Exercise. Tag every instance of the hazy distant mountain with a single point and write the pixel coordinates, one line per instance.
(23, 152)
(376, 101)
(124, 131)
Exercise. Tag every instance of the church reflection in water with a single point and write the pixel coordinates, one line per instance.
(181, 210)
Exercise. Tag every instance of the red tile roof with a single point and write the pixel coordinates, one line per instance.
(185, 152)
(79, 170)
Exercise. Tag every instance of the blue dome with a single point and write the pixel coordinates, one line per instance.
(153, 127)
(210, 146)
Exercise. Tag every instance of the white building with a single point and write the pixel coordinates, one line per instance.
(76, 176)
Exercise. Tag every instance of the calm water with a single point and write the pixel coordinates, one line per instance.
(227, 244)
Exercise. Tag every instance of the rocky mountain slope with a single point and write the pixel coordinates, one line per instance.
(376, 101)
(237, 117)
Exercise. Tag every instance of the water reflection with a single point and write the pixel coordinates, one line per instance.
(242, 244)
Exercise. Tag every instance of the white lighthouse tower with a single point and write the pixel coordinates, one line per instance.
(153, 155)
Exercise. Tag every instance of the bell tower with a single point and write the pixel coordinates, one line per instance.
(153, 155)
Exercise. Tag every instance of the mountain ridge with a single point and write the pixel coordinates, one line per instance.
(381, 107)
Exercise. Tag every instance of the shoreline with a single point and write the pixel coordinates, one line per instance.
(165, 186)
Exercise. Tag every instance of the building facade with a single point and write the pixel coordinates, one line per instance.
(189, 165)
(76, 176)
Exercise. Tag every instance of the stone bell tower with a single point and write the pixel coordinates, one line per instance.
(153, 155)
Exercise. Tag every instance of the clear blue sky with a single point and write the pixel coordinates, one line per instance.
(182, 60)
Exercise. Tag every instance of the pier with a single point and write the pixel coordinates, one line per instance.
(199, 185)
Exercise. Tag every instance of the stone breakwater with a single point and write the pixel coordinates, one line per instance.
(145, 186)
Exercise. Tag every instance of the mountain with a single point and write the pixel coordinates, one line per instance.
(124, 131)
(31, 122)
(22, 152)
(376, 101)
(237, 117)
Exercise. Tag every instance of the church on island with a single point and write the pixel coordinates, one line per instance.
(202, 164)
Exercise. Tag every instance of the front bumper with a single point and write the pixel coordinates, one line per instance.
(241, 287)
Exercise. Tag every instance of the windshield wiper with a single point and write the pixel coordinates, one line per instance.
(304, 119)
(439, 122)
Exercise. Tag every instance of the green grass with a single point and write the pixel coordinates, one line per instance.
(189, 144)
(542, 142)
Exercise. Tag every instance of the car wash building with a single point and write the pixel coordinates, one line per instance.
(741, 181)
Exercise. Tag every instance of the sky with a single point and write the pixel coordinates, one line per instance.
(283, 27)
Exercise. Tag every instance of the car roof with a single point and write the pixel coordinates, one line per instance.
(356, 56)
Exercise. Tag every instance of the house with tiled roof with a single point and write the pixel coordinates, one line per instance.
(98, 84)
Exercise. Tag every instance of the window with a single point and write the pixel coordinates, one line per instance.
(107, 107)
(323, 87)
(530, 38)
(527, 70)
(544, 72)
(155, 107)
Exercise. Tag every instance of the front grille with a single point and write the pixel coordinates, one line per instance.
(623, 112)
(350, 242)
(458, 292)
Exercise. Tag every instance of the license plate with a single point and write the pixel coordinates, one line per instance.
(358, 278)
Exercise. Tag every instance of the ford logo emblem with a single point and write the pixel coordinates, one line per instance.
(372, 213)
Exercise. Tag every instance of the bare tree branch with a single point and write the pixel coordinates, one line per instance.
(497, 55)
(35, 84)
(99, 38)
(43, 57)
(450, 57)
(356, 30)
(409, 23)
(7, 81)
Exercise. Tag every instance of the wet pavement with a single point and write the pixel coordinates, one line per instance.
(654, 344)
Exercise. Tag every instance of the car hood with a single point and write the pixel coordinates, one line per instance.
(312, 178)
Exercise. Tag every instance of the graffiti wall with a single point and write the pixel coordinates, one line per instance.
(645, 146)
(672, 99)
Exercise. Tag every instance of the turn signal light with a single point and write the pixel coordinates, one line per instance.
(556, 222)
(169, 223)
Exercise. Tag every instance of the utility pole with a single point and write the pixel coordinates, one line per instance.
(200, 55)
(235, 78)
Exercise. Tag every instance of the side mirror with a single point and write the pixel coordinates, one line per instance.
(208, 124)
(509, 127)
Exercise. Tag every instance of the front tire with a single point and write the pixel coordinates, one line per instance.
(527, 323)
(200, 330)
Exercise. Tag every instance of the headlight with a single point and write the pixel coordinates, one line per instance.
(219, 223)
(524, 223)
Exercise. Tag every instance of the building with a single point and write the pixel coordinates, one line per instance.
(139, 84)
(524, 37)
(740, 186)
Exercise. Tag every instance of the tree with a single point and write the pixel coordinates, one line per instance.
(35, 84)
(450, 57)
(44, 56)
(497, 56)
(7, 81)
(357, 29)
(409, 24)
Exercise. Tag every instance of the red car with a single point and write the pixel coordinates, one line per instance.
+---+
● ABOUT THIS EXERCISE: Starting at the first entry and ending at the last, reproduce each one exactly.

● EXERCISE RESPONSE:
Exercise. Tag every instance of the hazy distant mountain with a single point and write the pixel coordinates, one line per instance.
(23, 152)
(376, 101)
(124, 131)
Exercise. Tag every instance of the church reflection in water with a single point and write the pixel coordinates, one line per instance.
(181, 210)
Exercise. Tag every instance of the red tile roof with a single point and write the pixel coordinates, one line per instance.
(185, 152)
(79, 170)
Exercise. Tag every instance of the blue dome with a single point and write the pixel coordinates, one line per instance.
(153, 127)
(210, 146)
Exercise. Tag every instance of the white building with a single point and write the pixel coordinates, one line per instance.
(76, 176)
Exercise. Tag every instance of the calm water with a single point and write the pixel coordinates, one line per instance.
(227, 244)
Exercise. Tag every instance of the rocky mountain slope with a single point and write the pixel coordinates, one line per instance.
(376, 101)
(237, 117)
Exercise. Tag every instance of the water reflection with a single point and write the pixel coordinates, one line per instance.
(242, 244)
Exercise. Tag every instance of the white lighthouse tower with a single point and write the pixel coordinates, one line per instance.
(153, 155)
Exercise. Tag every instance of the bell tower with a single point and write the pixel coordinates, one line per instance.
(153, 155)
Exercise. Tag every instance of the mountain ridge with a single point and write the pixel coordinates, one line per instance.
(381, 107)
Exercise. Tag every instance of the shoreline with a single point and write the pixel coordinates, one line per instance.
(165, 186)
Exercise. Tag every instance of the building facade with a single point and write the pixel coordinates, one line per instance.
(189, 165)
(76, 176)
Exercise. Tag every instance of the stone bell tower with a single point and write the pixel coordinates, one line per instance.
(153, 155)
Exercise. Tag every instance of the clear blue sky with a single point and write the pixel coordinates, one line per instance.
(182, 60)
Exercise. Tag every instance of the pier with a single point and write the pixel coordinates, one line per instance.
(199, 185)
Exercise. Tag every instance of the stone breakwater with a single point and write the pixel coordinates, one line per instance.
(145, 186)
Exercise. Tag every instance of the mountain with a single point and write the pixel coordinates, one line per instance.
(124, 131)
(31, 122)
(22, 152)
(376, 101)
(237, 117)
Exercise. Tag every instance of the church on island with a single point and write the pixel coordinates, one line per instance.
(202, 164)
Exercise. Tag every instance of the front bumper with a single point and write the pixel coordinates, one line per instance.
(241, 287)
Exercise. Tag every instance of the windshield wiper with a single point and write the pixel coordinates, one line per instance.
(304, 119)
(439, 122)
Exercise. Tag every instance of the green grass with a single point and write the pixel coordinates, one line per instance.
(189, 144)
(542, 142)
Exercise. Tag every instance of the car wash building with a single point and write the pixel coordinates, one line per instance.
(741, 181)
Exercise. Tag every instance of the sky with a single point and write the pixel coordinates, one line per instance.
(283, 27)
Exercise. Tag every instance of the car roof with a single point and write the pixel coordinates, one line per instance.
(356, 56)
Exercise. Tag every instance of the house with tiled roof with a single point and write the pixel coordinates, one line per instance.
(98, 84)
Exercise. Tag every instance of the window with a single point and write the pixel coordinates, one line per instance.
(107, 107)
(323, 87)
(530, 38)
(527, 70)
(544, 72)
(155, 107)
Exercise. Tag every instance of the front grille with a single point and write the pixel coordinates, one line per instance.
(623, 112)
(350, 242)
(458, 292)
Exercise. Tag every instance of the license plate with a single point and write the pixel coordinates, one line per instance.
(358, 278)
Exercise. Tag every instance of the ford logo emblem with a single point and write the pixel coordinates, one line per instance.
(372, 213)
Exercise. Tag every instance of the bare tree branch with a single point and write the pixel coordinates, one line per instance.
(497, 55)
(35, 84)
(99, 38)
(43, 57)
(450, 57)
(356, 30)
(409, 23)
(7, 81)
Exercise. Tag every instance of the wet pavement with a single point and write the pixel coordinates, one line per instance.
(654, 344)
Exercise. Tag every instance of the car hood with a single point and write the pixel coordinates, one line per instance.
(312, 178)
Exercise. Tag every instance of the graffiti wall with a single point and write the pixel coordinates, one line per instance.
(645, 146)
(672, 99)
Exercise. Tag every instance of the turn signal light with a single point and write the pixel coordinates, one line per instance.
(556, 222)
(169, 223)
Exercise. Tag every instance of the utility pole with a single point and write the pixel coordinates, one line per instance.
(200, 55)
(235, 78)
Exercise. Tag every instance of the side mirror with a single point and write the pixel coordinates, one line per instance.
(208, 124)
(509, 127)
Exercise. Tag every instance of the front tire with a single point and write the pixel coordinates, one line per instance.
(527, 323)
(200, 330)
Exercise. Tag every instance of the headlight with a single point and write the pixel coordinates, one line per instance.
(219, 223)
(524, 223)
Exercise. Tag every instance of the building with a single point and write the pixel coordinates, one line per instance.
(139, 84)
(524, 37)
(740, 186)
Exercise. Tag every instance of the tree with a single point and write the pixel coordinates, one line per instance.
(35, 84)
(450, 57)
(44, 56)
(497, 56)
(7, 81)
(357, 29)
(409, 24)
Exercise. Tag every instance of the red car with a single point and write the pixel coordinates, one line per instance.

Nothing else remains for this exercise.